## Given instruction
Render every line of the rows below as a JSON list of strings, one string per line, with blank lines and the pictures left out.

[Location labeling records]

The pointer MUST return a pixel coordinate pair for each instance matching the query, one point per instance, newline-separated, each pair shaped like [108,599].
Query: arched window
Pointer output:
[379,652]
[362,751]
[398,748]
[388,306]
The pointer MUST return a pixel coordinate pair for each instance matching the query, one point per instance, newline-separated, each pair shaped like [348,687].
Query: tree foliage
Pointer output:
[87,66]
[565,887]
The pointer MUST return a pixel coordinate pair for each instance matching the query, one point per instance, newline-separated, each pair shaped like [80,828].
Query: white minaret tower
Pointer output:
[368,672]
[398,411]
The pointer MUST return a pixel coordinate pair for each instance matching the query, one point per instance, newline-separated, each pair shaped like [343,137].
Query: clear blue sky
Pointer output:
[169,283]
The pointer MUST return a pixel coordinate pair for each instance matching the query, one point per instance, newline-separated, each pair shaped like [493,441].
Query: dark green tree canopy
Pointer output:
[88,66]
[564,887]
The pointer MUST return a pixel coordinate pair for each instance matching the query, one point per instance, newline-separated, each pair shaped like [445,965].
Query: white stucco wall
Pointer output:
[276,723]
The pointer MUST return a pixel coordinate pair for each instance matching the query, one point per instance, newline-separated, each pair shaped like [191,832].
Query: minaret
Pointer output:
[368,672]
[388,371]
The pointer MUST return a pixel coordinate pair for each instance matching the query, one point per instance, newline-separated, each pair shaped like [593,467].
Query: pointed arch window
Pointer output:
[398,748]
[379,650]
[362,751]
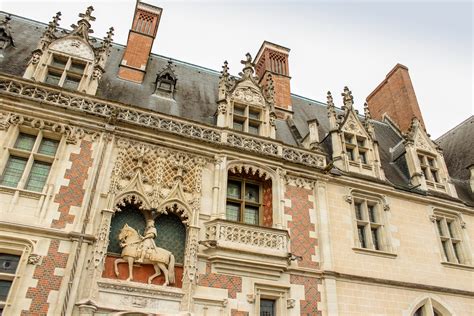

## Solution to this problem
[
  "The pointer MUST return a pixel coordinate pair for each instance matching the query, one point per instance, newline-separated, each pair shaped like [108,599].",
  "Query: arched window",
  "Pointer output:",
  "[379,652]",
  "[362,751]",
  "[398,748]",
  "[388,306]",
  "The pointer MUST return a pixel coordinate pair for each instance matching the query, one point per instance, newline-separated, each pair shaped like [348,687].",
  "Query: tree foliage",
  "Pointer output:",
  "[87,66]",
  "[565,887]",
  "The pointer MUST return a pixel coordinate pair for each instance matching the query, one point per instance, newline-separated, each pair shaped like [80,828].",
  "Query: white minaret tower",
  "Pointer output:",
  "[368,672]",
  "[398,411]",
  "The pointer MUST return a pixel coordinate pair for each instance matching the query, one point per instance, newline-separated, each pair shaped like [343,137].",
  "Query: clear blue sky",
  "Pointer output:",
  "[169,283]",
  "The pointer MUST return a pixel coordinate pair for each instance matching the query, one point per instance, newline-separated, each pair shaped like [493,441].",
  "Query: dark green tree canopy",
  "Pointer output:",
  "[88,66]",
  "[564,887]",
  "The pointer MUST return a pixel coordinate pair for each instance matching the query, one point per instance, newline-separated, each pair shaped like [445,965].",
  "Query: white stucco wall",
  "Pointer output:",
  "[276,723]",
  "The pointer MUST return a pixel coordinate pair for each instance matching the query, one point per instance, newline-separated, each pair shaped like [191,832].",
  "Query: minaret",
  "Pointer output:",
  "[368,672]",
  "[388,371]",
  "The pointer MUST return a pixel coordinate pair for each instance matching the query, one point per instance, newline-separated, each pair shaped like [593,467].",
  "Query: pointed arch window",
  "Pointer output:",
  "[398,748]",
  "[379,650]",
  "[362,751]"
]